ITEMS —
* Start *
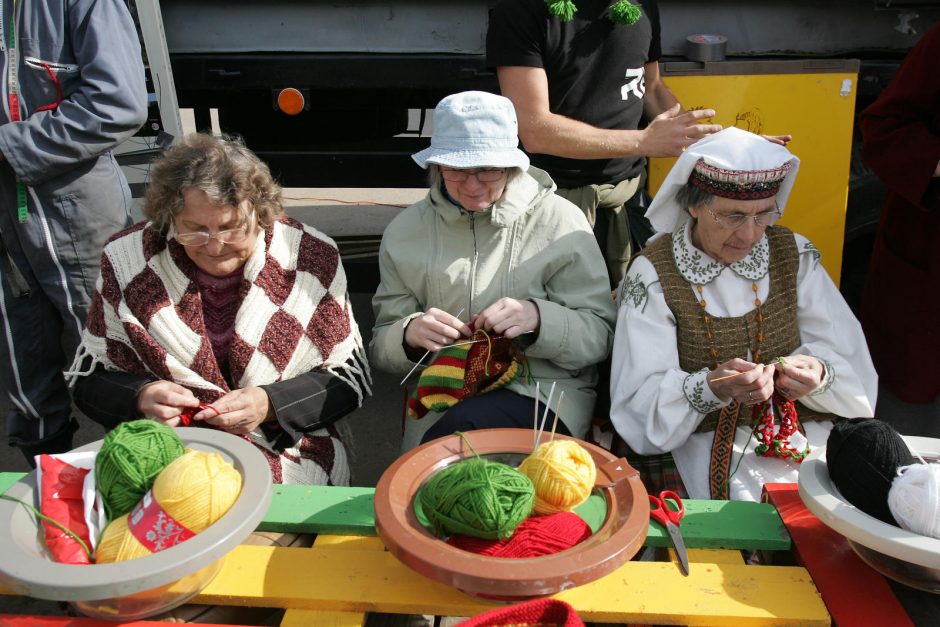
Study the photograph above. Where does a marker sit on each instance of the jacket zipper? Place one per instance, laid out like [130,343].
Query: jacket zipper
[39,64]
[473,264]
* End *
* Start *
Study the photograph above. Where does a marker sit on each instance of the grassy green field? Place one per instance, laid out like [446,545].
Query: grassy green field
* End *
* Start *
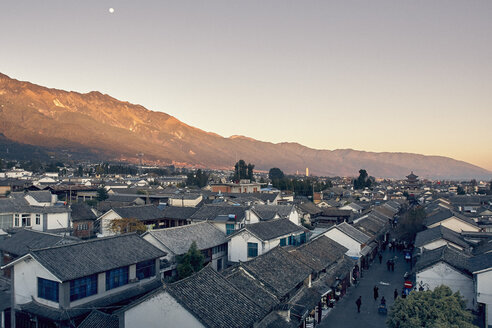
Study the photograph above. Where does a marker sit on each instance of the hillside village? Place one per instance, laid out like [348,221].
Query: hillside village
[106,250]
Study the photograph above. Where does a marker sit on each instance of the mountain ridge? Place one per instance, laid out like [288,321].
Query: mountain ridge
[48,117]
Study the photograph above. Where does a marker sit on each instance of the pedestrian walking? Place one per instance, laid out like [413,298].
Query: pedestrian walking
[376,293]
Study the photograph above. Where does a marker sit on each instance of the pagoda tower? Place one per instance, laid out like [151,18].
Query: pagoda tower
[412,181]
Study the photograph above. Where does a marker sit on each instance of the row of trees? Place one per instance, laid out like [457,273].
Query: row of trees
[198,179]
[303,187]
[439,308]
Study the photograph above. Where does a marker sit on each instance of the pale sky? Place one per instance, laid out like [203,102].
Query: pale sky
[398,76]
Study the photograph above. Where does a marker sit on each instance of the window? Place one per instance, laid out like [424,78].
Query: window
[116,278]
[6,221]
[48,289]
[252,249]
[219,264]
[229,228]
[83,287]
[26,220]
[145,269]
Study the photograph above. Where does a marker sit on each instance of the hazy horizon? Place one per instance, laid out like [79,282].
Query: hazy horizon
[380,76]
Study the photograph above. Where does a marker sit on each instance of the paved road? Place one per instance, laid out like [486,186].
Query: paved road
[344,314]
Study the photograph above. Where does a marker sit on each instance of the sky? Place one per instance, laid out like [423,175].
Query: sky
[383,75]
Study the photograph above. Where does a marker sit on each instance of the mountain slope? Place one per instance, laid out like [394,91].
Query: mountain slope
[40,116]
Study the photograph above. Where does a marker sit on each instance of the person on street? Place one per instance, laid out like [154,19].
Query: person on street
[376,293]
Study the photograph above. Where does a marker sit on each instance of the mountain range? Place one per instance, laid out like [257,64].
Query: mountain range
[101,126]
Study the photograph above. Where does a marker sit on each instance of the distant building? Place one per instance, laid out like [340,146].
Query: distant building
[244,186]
* End *
INSTRUCTION — Rewrite the data from the line with "out like [446,545]." up to and including the line with "Query: grassy green field", putting "open meadow" wherever "grassy green field" appears and leaving the rest unchanged.

RESPONSE BELOW —
Study the photograph above. Where does a marker sit on each instance of the open meadow? Place one per instance, laid out like [446,545].
Query: open meadow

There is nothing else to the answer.